**PAGE EXCERPT**
========================

Abstract
READ, the RIKEN Expression Array Database, is a database of expression profile data from the RIKEN mouse cDNA microarray. It stores the microarray experimental data and information, and provides Web interfaces for researchers to use to retrieve, analyze and display their data. The goals for READ are to serve as a storage site for microarray data from ongoing research in the RIKEN mouse encyclopedia project and to provide useful links and tools to decipher biologically important information. The gene information is based mainly on the fully annotated FANTOM database. READ can be accessed at http://read.gsc.riken.go.jp/. READ also provides a search tool [READ integrates gene expression neighbor (RINGENE)] for genes with similarities in expression profiling.
INTRODUCTION
Although the emerging technology of DNA microarrays enables us to observe patterns of gene expression at the genomic scale, there are no well-established schemes for analyzing a large amount of data at once. Biologists are sometimes at a loss with microarray experimental data, because the data set is very large and often lacks proper functional annotations for each gene. Microarray data are usually data-mined for similarities in expression profiling, and co-expressed genes are inferred as functionally related to each other or under the same gene cascades. To properly infer the functions of unknown genes from microarray data, it is important for other genes in the same cluster to be well annotated. To this end, we have developed a new annotation tool called FANTOM+, which provides us with curated functional annotation of full-length mouse cDNAs (1). Achieving the functional annotation of anonymous sequences by using gene expression data from microarrays requires computational methods for analyzing these data to be explored.
To overcome this hurdle, we have been developing a Web-based system called READ, the Riken Expression Array Database, for analyzing microarray data from RIKEN mouse cDNA clones. Currently, READ includes information from microarray experiments (not only log ratios of gene expression intensity, but also experimental details such as slide format, lot numbers, hybridization conditions and probe preparation) and the results of sequence analyses for all the nucleotide sequences arrayed on the microarray chips. The READ system can be queried by RIKEN cDNA clone identifier and by keywords in the database description. It can also be searched by the log-transformed ratio of gene expression intensity in all 49 embryonic and adult mouse tissues in the collection.
IMPLEMENTATION
Because the READ system is implemented on the Web, it is easily accessible via typical Web browsers, which enables the system to be accessed without any special software. All data are stored in a flat-file format (tab-delimitated text), and only information frequently referred to is put into a relational database management system (RDBMS), PostgreSQL (http://www.postgresql.org/). Perl script language (http://www.cpan.org/) is frequently used for formatting data, and the scripts are combined in UNIX shell scripts and used in preparing and updating data. An Apache Web server (http://www.apache.org/) with PHP hypertext preprocessor (http://www.php.net/) makes it easy to query the RDBMS by structured query language (SQL) via the Web without the need for specific Web interfaces. The system is built on a PC-UNIX server running RedHat Linux 6.2 and Kondara MNU/Linux 2.0. The RDBMS, Web server and client software used in the READ system are all freeware, allowing us to distribute the system with little restriction to the academic community.

========================

**RECORDS PROVIDED**
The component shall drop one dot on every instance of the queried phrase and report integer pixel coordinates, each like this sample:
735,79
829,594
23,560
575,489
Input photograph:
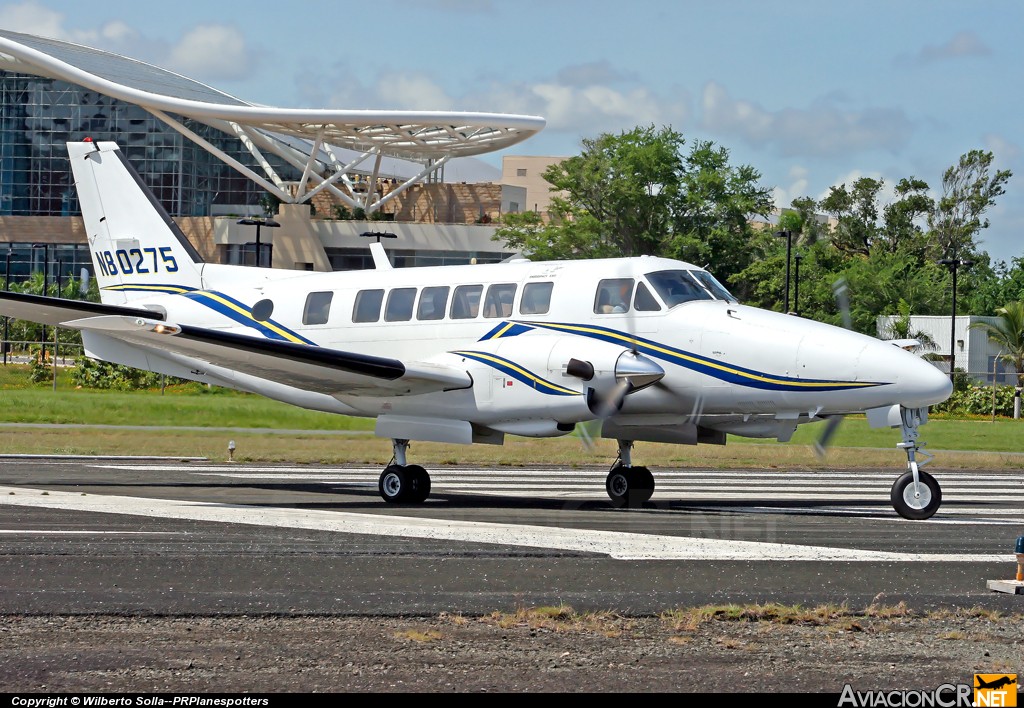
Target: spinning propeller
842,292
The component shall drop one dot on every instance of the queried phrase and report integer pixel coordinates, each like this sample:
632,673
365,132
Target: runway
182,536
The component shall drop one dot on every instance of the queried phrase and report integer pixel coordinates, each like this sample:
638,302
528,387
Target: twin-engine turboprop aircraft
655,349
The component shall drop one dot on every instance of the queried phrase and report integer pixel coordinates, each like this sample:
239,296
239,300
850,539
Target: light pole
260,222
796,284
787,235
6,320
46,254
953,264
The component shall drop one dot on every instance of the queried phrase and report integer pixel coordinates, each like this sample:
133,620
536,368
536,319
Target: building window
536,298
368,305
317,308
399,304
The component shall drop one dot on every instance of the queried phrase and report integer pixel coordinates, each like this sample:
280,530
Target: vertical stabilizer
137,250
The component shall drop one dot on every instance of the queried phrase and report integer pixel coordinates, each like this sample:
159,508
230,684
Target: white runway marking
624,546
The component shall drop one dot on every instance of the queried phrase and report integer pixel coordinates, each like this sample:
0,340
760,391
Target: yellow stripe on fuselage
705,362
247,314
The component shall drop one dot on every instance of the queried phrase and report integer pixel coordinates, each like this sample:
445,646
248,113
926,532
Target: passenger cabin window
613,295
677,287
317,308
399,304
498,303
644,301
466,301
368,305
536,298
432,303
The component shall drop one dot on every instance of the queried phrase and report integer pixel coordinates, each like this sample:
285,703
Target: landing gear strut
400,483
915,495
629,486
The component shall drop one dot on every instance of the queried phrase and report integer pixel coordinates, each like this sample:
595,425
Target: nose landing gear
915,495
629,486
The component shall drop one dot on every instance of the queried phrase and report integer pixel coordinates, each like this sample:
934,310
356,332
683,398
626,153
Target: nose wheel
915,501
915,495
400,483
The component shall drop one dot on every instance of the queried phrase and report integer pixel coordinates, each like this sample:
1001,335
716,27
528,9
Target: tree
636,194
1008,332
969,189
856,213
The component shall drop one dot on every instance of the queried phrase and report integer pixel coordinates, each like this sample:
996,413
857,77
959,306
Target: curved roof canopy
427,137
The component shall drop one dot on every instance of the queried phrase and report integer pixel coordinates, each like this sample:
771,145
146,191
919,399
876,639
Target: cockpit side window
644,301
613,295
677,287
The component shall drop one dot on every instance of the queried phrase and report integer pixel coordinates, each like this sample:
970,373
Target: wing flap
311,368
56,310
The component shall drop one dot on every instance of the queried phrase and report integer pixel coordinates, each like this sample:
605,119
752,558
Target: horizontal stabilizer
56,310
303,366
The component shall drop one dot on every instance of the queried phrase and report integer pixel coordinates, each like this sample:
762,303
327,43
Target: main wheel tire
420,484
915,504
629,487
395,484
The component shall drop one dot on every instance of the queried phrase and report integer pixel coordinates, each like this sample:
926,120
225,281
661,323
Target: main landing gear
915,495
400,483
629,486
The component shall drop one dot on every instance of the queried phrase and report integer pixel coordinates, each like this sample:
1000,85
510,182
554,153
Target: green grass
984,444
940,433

========================

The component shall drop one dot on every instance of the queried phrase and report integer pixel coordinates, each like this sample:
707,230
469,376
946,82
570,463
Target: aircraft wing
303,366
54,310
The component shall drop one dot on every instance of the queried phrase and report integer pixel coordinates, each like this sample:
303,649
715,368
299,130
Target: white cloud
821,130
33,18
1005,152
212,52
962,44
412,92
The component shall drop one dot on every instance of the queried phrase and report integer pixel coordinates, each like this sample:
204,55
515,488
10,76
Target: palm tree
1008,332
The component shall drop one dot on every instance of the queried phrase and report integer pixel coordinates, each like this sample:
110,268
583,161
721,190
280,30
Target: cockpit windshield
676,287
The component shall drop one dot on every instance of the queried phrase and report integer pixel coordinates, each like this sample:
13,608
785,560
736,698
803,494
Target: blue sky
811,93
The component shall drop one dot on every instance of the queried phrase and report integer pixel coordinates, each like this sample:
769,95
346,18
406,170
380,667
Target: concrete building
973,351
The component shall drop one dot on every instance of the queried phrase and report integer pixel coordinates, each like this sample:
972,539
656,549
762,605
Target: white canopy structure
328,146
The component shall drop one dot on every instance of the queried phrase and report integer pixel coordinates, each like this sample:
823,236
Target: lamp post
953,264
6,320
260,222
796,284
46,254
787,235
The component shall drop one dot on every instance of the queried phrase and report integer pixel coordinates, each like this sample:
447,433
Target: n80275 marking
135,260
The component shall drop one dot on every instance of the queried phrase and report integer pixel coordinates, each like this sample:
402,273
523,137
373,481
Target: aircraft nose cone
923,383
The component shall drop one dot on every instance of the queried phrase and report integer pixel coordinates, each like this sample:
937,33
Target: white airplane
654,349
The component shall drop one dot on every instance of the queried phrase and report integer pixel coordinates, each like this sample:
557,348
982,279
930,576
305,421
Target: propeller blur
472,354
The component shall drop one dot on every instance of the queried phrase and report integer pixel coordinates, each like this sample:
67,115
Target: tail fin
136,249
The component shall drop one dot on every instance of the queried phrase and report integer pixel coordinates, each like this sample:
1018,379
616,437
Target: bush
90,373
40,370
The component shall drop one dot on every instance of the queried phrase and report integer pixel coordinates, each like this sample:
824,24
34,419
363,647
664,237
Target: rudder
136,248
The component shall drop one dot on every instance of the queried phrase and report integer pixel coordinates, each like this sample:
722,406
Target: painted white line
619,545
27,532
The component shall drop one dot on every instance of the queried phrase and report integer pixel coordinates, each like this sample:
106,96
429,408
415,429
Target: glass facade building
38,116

========================

**INSTRUCTIONS**
(1) Answer from the READ database text:
(a) Which relational database management system holds the frequently referred-to information?
(b) In how many embryonic and adult mouse tissues can the log-transformed ratio of gene expression intensity be searched?
(c) What is the name of the search tool for genes with similar expression profiles?
(2) From the READ database text, list every microarray experimental detail named as stored in READ alongside the log ratios of gene expression intensity.
(3) Proceed with the READ database text from where it stops.
The listing is separate material, unrelated to the READ database text.

**RESPONSES BY TASK**
(1)
(a) PostgreSQL
(b) 49
(c) RINGENE (READ integrates gene expression neighbor)

(2)
- slide format
- lot numbers
- hybridization conditions
- probe preparation

(3)
GENE EXPRESSION DATA FROM MICROARRAYS
Currently, READ contains microarray data from 49 embryonic and adult mouse tissues in the RIKEN 19K set (2). All experiments are replicated, and the data are critically checked using Scanalyze image analysis software (3) followed by the preprocessing implementation for microarray (PRIM) quality filtering program (4). PRIM efficiently extracts reproducible data from the results of replicated experiments. These data are transformed into log ratios for further analyses. READ stores mainly this log-transformed, normalized ratio data and integrates the functional annotation of cDNA clones. Sequence data for cDNA clones in the RIKEN 19K set are regularly updated by extracting corresponding sequence data entries in the internal sequence database.
FUNCTIONAL ANNOTATION OF cDNA CLONES
In the analysis of microarray expression data, the grouping or clustering of genes by their expression similarities is usually used. Several methods of clustering have been developed, including hierarchical clustering and neural net clustering. After the genes are clustered, it is hypothesized that genes in the same cluster are functionally correlated, may interact with each other at the protein level or may be under the same gene cascade. To infer the functions of genes that are yet to be determined on the basis of these hypotheses, accurate functional annotation information for known genes is indispensable. At the moment, all of the clones printed on the array are those derived from the RIKEN full-length enriched mouse cDNA clones. Therefore, the functional annotation information is taken mainly from the FANTOM database. For cDNAs that are not included in the FANTOM set, a computational functional annotation system called functional inference descriptor (FIND) is used to assign non-curated functional annotations. The FIND system simulates the assignment of a brief description (RIKEN definition) of cDNA clones. These functional annotations are regularly extracted and then integrated into the READ system to facilitate microarray data analysis. Gene ontology (GO; 5) terms, computationally assigned in the FANTOM meeting (6), are also included in READ, allowing us to query by GO numbers and GO terms. More detailed functional annotation can be retrieved from the FANTOM Web server (http://fantom.gsc.riken.go.jp/).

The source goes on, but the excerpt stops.